DATA EXTRACT:
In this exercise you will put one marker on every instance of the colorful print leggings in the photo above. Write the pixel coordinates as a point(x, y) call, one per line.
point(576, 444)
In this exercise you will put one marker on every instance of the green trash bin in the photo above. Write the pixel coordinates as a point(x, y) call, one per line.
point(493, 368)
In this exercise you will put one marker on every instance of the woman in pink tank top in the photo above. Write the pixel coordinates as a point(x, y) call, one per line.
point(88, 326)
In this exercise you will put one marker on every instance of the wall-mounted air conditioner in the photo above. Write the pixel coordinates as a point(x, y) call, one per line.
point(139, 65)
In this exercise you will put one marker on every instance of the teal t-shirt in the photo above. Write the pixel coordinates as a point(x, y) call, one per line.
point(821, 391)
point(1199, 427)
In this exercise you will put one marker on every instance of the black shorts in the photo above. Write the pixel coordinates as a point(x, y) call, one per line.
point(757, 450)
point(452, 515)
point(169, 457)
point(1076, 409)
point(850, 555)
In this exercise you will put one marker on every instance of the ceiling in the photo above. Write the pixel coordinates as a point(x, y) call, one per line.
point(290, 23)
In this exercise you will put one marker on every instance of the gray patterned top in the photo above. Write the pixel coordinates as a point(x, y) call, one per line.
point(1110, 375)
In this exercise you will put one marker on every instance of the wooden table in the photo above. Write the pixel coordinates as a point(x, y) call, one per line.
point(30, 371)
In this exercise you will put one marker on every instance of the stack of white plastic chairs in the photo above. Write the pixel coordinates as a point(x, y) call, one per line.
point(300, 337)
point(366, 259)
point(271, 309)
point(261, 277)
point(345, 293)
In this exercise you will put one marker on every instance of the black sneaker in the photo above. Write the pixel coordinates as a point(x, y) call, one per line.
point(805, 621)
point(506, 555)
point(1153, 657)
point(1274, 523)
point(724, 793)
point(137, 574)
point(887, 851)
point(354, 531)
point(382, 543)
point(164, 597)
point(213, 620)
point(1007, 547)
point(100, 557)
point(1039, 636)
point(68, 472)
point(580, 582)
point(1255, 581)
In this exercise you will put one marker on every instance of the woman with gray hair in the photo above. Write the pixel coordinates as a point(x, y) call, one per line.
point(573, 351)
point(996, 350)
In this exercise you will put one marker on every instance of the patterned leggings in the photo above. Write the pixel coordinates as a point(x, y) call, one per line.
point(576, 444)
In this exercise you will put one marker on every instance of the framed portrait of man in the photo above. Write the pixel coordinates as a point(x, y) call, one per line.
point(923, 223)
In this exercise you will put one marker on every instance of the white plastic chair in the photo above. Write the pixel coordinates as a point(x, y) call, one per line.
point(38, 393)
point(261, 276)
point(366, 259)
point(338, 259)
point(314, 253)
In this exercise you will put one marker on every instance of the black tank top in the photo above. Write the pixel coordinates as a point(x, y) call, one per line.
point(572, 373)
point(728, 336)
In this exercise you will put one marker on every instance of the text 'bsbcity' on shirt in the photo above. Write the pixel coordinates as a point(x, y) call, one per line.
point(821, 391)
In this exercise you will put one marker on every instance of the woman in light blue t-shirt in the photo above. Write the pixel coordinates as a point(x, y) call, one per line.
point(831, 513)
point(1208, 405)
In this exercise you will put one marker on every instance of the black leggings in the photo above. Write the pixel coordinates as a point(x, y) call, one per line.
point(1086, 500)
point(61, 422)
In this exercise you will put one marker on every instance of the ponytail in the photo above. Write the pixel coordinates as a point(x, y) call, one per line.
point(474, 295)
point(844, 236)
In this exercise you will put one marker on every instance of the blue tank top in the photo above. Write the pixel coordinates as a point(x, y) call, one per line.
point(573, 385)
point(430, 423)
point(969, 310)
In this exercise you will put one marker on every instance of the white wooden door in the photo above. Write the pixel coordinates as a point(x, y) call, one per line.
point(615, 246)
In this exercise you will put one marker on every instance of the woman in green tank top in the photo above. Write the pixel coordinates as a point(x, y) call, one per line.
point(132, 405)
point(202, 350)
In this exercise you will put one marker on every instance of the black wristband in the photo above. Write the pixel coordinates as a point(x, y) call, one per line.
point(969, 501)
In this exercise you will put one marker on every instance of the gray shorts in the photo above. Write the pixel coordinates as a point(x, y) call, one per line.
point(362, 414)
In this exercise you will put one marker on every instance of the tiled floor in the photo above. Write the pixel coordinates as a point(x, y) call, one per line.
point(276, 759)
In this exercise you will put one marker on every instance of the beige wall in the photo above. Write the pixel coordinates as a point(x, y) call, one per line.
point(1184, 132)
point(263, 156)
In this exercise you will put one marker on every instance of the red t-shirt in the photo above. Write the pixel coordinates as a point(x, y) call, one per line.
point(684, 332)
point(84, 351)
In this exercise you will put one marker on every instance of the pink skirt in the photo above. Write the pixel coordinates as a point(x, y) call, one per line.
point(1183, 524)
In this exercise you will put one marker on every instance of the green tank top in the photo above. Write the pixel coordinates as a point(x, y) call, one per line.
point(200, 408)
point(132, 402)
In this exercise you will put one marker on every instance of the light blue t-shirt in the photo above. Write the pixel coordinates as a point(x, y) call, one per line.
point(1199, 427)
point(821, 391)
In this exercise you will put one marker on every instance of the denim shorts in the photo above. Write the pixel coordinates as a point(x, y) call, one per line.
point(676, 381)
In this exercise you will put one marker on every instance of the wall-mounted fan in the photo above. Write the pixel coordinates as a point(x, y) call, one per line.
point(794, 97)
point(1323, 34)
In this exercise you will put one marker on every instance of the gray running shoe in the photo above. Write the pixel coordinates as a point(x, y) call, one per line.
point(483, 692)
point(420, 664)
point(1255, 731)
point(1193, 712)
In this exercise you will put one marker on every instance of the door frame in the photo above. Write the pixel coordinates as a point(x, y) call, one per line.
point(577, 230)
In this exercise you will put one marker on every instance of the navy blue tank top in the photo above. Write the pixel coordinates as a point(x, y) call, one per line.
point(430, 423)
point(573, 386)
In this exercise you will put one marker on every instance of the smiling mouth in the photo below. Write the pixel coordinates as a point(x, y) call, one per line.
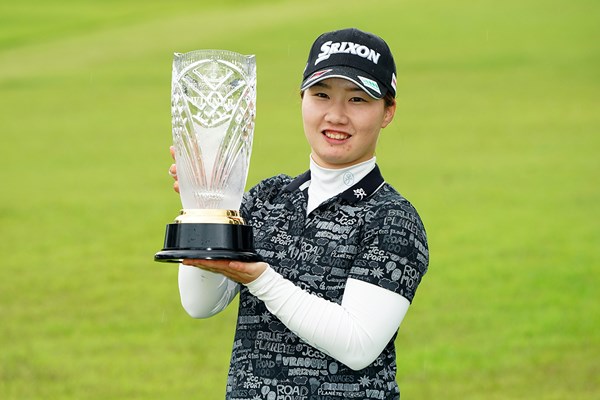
point(336, 135)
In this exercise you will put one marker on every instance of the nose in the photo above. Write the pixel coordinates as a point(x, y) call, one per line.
point(336, 114)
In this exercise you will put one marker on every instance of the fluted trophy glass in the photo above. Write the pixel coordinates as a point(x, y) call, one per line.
point(213, 105)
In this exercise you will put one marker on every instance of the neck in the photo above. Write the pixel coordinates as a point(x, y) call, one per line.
point(326, 183)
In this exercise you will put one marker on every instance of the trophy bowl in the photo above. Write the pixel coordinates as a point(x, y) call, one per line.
point(213, 107)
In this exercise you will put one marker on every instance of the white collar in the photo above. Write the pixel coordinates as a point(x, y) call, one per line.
point(326, 183)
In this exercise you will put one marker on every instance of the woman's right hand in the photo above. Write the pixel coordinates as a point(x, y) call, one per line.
point(173, 171)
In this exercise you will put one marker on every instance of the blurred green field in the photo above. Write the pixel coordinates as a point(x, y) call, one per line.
point(496, 142)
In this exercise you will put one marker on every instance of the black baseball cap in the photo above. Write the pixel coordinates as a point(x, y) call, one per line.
point(360, 57)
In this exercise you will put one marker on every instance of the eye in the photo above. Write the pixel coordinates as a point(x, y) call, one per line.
point(357, 99)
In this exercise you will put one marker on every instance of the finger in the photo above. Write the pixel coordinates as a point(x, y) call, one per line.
point(173, 171)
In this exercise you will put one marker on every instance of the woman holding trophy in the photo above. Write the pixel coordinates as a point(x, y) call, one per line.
point(343, 252)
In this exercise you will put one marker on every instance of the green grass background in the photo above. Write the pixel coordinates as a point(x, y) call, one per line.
point(496, 141)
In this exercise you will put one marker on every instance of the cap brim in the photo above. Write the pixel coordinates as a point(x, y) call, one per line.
point(361, 79)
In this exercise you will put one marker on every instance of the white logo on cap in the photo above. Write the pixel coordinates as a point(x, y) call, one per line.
point(370, 83)
point(330, 47)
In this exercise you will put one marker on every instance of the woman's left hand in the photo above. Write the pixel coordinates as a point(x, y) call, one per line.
point(241, 272)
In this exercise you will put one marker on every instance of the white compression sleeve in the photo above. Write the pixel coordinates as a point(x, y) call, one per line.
point(354, 333)
point(204, 293)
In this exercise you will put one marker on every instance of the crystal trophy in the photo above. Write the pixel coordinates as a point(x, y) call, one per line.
point(213, 106)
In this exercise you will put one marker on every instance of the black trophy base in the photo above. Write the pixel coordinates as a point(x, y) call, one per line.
point(208, 242)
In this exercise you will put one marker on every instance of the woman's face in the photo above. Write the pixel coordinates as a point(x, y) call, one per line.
point(342, 122)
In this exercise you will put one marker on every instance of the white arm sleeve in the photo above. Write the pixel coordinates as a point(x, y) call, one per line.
point(354, 333)
point(204, 293)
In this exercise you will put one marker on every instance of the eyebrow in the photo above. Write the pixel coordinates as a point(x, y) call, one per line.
point(349, 89)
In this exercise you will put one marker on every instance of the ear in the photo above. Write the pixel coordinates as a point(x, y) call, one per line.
point(388, 115)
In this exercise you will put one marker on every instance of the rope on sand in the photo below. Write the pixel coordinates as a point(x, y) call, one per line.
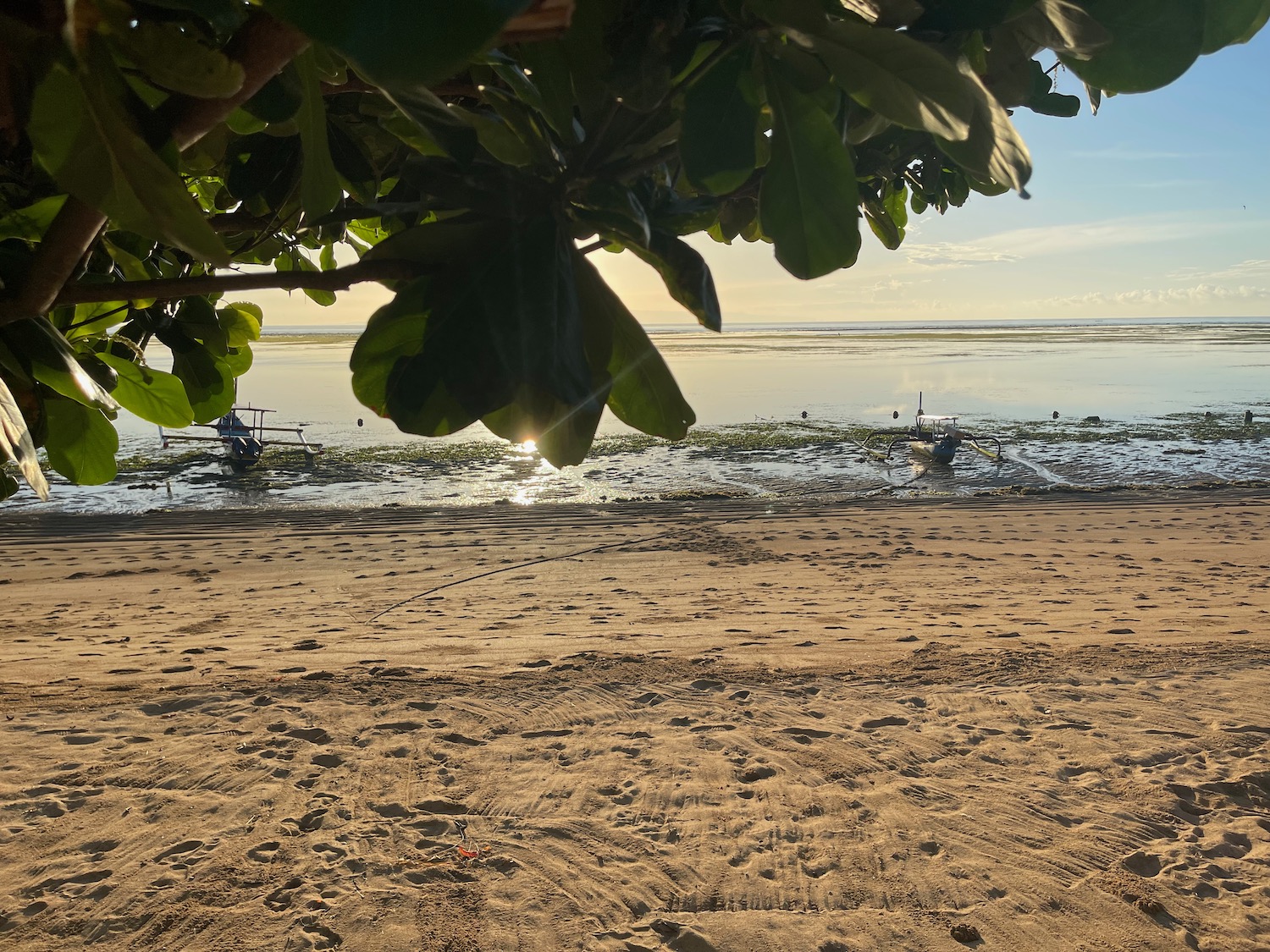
point(884, 487)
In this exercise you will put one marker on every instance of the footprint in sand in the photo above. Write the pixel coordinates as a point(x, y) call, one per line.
point(185, 855)
point(284, 896)
point(264, 852)
point(318, 936)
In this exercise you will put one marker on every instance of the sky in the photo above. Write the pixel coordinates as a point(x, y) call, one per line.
point(1156, 207)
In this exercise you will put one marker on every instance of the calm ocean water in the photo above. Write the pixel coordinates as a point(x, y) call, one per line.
point(1170, 396)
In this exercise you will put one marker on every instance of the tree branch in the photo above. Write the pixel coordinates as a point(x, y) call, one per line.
point(263, 47)
point(169, 289)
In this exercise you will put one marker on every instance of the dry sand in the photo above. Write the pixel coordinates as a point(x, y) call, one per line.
point(715, 726)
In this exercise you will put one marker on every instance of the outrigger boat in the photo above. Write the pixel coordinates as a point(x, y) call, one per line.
point(241, 433)
point(931, 438)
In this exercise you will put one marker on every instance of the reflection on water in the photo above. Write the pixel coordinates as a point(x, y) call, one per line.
point(1170, 396)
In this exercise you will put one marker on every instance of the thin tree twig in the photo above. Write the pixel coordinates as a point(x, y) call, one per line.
point(169, 289)
point(263, 47)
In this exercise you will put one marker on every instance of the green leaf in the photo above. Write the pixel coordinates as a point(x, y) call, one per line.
point(446, 126)
point(433, 245)
point(1063, 27)
point(319, 184)
point(721, 118)
point(207, 378)
point(17, 444)
point(952, 15)
point(224, 15)
point(500, 327)
point(240, 322)
point(55, 365)
point(686, 274)
point(896, 76)
point(395, 332)
point(152, 395)
point(296, 261)
point(196, 317)
point(401, 41)
point(81, 443)
point(173, 58)
point(545, 63)
point(279, 99)
point(239, 360)
point(808, 202)
point(995, 150)
point(612, 210)
point(86, 139)
point(644, 393)
point(30, 223)
point(1229, 22)
point(1153, 42)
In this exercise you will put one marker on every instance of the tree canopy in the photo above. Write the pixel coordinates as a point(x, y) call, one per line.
point(160, 157)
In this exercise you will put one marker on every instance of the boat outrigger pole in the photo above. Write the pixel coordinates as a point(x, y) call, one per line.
point(931, 437)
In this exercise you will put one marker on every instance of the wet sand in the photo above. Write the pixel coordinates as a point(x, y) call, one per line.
point(754, 725)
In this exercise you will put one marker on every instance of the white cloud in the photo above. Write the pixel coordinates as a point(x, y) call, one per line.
point(1021, 244)
point(1250, 268)
point(1195, 294)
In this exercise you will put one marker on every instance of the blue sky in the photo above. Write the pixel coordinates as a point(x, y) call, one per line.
point(1158, 206)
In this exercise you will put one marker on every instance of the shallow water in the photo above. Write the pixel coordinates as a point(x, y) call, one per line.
point(1170, 398)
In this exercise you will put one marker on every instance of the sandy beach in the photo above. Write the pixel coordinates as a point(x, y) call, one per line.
point(1035, 723)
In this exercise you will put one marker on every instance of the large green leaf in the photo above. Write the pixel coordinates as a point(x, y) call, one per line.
point(17, 444)
point(152, 395)
point(319, 184)
point(394, 332)
point(546, 63)
point(86, 140)
point(224, 15)
point(240, 322)
point(952, 15)
point(1063, 27)
point(809, 198)
point(1229, 22)
point(81, 443)
point(446, 126)
point(995, 150)
point(30, 223)
point(401, 41)
point(196, 319)
point(498, 327)
point(172, 58)
point(686, 274)
point(644, 393)
point(898, 78)
point(719, 124)
point(53, 362)
point(208, 380)
point(1153, 42)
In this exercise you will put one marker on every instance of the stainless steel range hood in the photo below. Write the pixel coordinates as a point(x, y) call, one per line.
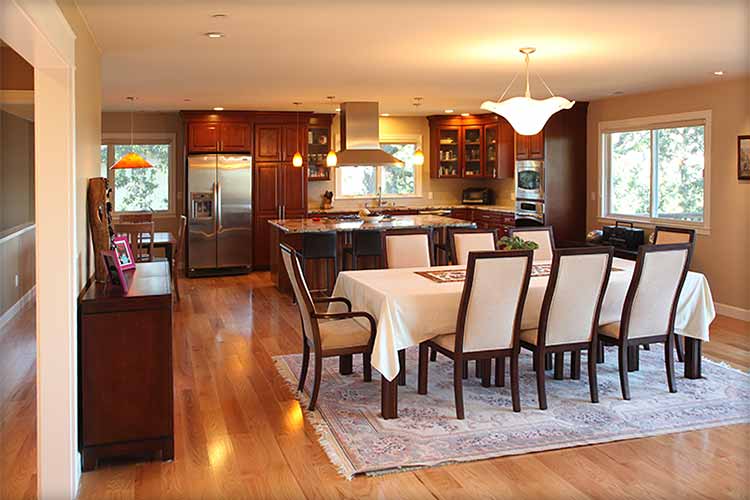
point(360, 137)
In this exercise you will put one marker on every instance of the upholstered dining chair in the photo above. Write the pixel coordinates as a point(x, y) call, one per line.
point(542, 236)
point(570, 313)
point(650, 306)
point(407, 248)
point(465, 240)
point(489, 319)
point(331, 334)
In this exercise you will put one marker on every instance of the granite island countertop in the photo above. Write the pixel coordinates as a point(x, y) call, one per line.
point(309, 225)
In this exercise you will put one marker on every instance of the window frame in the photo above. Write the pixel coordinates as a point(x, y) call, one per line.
point(120, 139)
point(652, 123)
point(415, 139)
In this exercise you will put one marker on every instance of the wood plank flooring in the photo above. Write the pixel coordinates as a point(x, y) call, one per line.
point(241, 434)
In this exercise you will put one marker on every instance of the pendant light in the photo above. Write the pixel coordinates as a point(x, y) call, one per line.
point(131, 159)
point(418, 157)
point(297, 159)
point(331, 158)
point(525, 114)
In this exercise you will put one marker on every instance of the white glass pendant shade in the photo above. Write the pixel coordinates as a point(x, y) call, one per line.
point(297, 159)
point(527, 115)
point(331, 159)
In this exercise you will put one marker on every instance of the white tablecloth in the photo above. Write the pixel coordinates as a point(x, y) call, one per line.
point(410, 308)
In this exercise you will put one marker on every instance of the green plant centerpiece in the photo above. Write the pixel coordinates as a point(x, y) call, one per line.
point(516, 243)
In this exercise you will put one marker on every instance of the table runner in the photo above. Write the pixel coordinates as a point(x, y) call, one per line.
point(411, 309)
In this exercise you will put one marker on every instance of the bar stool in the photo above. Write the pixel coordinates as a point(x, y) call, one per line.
point(320, 246)
point(365, 244)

SHORT TASK:
Please rewrite the rows above, from the line with "the black sneaker" up to and including the line with "point(1255, 581)", as a two-column CSV with the columns instruction and points. Use one CSV line per row, and put its text and its answer each in a single quoted field, with line breaks replaced by spaces.

SOLUTION FOR THIS TASK:
instruction,points
"In this exercise you will put one marker on every instance of the black sneaker in the photo above. Write the pixel coordinates as a point(x, y) call, one per line.","point(805, 621) point(506, 555) point(1153, 657) point(1274, 523) point(724, 793) point(137, 574) point(887, 851) point(354, 531) point(382, 543) point(164, 597) point(213, 620) point(1007, 547) point(100, 557) point(1039, 636) point(68, 472) point(580, 582) point(1255, 581)"